======== MATERIAL SHOWN ========

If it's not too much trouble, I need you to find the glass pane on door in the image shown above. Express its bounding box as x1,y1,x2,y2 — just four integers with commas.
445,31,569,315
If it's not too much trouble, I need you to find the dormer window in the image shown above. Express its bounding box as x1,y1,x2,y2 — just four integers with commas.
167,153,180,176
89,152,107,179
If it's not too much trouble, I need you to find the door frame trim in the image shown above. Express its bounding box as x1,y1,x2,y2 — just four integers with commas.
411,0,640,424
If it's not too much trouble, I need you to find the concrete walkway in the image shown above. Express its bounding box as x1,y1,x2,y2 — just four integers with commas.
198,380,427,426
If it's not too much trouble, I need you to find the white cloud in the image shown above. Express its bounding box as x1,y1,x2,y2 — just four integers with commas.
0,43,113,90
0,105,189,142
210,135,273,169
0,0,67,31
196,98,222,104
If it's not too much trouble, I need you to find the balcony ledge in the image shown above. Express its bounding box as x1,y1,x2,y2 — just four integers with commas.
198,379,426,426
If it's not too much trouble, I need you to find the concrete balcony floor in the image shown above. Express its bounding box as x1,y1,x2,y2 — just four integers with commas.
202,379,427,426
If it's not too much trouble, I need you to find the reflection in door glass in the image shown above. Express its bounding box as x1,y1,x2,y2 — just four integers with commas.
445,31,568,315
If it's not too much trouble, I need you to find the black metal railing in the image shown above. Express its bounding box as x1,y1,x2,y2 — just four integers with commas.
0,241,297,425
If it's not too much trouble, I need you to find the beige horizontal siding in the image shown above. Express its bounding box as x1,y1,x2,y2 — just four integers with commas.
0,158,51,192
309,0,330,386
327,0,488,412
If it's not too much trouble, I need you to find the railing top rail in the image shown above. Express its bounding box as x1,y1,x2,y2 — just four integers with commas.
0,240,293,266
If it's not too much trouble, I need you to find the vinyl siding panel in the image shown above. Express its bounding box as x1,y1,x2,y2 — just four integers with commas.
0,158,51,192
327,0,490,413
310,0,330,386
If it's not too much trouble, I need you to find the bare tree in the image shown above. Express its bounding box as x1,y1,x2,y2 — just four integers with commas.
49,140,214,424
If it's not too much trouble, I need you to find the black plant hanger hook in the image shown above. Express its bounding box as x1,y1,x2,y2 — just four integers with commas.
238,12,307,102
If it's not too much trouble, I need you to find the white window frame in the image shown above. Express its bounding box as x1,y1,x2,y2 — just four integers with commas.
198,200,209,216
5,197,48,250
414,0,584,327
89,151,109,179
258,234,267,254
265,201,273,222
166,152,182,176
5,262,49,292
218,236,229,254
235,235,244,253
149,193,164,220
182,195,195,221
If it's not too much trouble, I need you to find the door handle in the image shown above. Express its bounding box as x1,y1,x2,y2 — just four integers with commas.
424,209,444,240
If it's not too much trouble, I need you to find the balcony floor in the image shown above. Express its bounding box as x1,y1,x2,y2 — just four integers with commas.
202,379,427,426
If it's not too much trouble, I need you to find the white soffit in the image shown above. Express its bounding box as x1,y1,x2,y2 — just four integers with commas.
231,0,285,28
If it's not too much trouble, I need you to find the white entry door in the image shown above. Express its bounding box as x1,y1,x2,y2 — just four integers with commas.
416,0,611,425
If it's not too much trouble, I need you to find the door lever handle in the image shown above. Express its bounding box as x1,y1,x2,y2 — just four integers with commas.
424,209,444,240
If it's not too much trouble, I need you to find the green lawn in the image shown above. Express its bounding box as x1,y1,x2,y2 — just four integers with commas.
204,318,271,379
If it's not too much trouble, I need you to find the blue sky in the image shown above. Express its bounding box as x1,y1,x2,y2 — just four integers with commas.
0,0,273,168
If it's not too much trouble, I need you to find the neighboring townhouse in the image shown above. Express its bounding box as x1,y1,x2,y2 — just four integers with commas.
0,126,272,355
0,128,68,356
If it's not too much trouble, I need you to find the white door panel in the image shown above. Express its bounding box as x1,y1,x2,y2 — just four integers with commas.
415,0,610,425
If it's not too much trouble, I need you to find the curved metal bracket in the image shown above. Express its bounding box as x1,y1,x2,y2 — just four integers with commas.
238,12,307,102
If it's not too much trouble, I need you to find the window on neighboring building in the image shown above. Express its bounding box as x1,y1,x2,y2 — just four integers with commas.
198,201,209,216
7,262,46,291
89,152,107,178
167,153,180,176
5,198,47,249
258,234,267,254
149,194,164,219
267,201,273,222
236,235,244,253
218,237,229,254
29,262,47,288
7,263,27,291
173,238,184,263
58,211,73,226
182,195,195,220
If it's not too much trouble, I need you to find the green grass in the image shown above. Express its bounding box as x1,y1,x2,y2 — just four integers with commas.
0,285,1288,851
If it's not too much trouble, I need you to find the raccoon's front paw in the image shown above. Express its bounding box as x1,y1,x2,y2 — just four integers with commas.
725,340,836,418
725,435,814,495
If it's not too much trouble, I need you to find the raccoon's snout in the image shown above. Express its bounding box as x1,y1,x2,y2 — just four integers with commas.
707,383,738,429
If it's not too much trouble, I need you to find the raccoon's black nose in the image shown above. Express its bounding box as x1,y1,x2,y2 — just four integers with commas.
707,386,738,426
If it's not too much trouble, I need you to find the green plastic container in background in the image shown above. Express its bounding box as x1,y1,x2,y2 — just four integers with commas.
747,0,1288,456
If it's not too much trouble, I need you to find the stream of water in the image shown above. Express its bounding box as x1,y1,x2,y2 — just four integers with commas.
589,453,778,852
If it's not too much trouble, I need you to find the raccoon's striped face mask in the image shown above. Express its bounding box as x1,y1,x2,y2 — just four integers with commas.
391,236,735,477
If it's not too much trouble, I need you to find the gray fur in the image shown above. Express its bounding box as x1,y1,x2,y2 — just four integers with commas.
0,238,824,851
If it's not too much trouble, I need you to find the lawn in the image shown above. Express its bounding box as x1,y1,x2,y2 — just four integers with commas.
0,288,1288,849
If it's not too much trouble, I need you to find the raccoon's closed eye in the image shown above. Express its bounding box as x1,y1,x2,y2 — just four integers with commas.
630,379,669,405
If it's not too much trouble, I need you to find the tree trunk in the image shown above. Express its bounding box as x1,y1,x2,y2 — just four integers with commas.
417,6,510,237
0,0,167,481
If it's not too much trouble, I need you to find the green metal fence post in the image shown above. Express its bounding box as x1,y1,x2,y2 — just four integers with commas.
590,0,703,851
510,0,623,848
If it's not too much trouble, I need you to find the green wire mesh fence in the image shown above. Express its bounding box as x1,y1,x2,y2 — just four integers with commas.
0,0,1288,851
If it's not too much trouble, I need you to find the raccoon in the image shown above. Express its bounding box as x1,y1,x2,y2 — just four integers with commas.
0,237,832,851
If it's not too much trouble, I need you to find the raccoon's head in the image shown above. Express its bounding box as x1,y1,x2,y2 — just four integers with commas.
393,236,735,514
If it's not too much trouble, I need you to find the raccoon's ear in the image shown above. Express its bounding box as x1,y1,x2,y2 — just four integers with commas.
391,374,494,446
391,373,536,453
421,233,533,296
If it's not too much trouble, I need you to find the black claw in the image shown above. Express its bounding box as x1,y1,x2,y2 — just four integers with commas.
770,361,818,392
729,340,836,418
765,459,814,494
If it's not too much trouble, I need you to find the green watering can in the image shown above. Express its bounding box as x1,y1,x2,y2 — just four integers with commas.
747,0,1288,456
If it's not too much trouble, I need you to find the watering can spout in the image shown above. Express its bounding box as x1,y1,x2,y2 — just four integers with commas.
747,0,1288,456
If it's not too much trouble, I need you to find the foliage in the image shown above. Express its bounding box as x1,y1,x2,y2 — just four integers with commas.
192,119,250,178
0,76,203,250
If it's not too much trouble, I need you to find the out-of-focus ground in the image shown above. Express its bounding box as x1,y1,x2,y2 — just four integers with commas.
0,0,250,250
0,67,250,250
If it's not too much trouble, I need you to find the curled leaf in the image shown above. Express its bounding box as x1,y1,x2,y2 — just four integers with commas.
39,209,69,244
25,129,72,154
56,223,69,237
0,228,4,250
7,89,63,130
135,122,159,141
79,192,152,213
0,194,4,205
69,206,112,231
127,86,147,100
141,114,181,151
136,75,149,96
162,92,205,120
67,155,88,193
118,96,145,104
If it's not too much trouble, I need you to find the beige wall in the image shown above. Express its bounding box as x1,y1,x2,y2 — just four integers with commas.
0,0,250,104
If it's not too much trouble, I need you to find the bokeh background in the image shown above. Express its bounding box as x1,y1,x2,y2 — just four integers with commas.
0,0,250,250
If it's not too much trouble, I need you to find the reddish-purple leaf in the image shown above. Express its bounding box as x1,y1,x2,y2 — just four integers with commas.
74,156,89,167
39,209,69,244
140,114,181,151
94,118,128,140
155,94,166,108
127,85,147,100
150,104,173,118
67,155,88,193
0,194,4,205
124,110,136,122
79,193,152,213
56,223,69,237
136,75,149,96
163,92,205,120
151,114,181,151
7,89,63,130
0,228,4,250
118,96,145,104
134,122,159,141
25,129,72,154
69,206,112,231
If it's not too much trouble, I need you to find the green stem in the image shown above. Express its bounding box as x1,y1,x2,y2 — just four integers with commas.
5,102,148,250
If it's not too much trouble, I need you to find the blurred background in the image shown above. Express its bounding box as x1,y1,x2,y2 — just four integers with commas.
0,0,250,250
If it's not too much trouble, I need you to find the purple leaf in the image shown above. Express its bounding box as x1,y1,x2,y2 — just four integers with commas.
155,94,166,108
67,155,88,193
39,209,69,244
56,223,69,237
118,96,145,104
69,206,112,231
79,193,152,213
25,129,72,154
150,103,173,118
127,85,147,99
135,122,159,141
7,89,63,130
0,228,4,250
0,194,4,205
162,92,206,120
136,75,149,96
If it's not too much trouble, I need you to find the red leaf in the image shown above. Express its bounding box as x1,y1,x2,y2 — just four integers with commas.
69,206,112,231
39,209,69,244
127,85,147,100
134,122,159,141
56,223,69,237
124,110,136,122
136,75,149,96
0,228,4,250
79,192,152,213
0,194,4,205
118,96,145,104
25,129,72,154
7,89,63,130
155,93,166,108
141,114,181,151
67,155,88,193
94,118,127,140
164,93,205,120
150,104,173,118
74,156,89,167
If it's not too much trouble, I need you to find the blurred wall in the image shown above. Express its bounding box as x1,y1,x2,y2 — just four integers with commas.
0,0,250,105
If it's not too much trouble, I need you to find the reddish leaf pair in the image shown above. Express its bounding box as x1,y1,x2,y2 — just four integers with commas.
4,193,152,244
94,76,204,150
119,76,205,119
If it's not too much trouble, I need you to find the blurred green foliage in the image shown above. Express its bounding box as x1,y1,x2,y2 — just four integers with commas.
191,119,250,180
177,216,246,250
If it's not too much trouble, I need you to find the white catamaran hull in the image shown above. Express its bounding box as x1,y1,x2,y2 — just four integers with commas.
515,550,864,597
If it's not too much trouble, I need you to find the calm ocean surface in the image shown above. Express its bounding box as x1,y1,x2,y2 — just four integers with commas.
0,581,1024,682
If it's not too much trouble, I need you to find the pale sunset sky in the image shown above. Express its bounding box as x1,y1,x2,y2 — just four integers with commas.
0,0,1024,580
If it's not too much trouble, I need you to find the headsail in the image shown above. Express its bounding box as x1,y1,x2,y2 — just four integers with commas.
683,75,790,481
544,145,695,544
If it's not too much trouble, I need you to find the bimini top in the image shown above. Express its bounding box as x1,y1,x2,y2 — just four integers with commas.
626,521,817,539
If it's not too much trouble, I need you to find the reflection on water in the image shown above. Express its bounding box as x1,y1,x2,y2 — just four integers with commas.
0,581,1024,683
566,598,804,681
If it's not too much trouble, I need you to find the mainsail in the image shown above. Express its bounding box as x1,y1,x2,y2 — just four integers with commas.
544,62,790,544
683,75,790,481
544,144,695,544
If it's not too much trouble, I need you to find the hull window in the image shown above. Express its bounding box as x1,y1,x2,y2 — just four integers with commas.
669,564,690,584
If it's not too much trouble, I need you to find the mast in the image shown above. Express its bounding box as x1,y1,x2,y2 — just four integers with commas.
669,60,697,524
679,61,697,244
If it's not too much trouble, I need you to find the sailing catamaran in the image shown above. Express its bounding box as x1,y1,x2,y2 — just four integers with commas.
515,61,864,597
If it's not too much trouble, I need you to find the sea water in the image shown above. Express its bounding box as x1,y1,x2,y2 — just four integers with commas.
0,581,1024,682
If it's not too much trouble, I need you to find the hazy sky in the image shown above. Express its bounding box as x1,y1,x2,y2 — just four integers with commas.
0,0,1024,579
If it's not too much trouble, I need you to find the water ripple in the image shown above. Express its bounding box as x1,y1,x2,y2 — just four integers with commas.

========

-- TASK --
Quote the rows verbatim from the line with "the black metal" up to and including the line with "327,0,488,412".

-- FINISHED ANSWER --
If it's not too much trouble, I need you to find the black metal railing in the image shown above. Express its bounding box as x1,y1,x2,y2 — just four integers with commas.
0,241,297,425
If it's not too much trouble, I need you to find the beige horizontal siding in the image shown above. Express its bounding box as x1,y1,x2,y2 — just four integers with commas.
0,158,51,192
309,0,330,386
327,0,488,412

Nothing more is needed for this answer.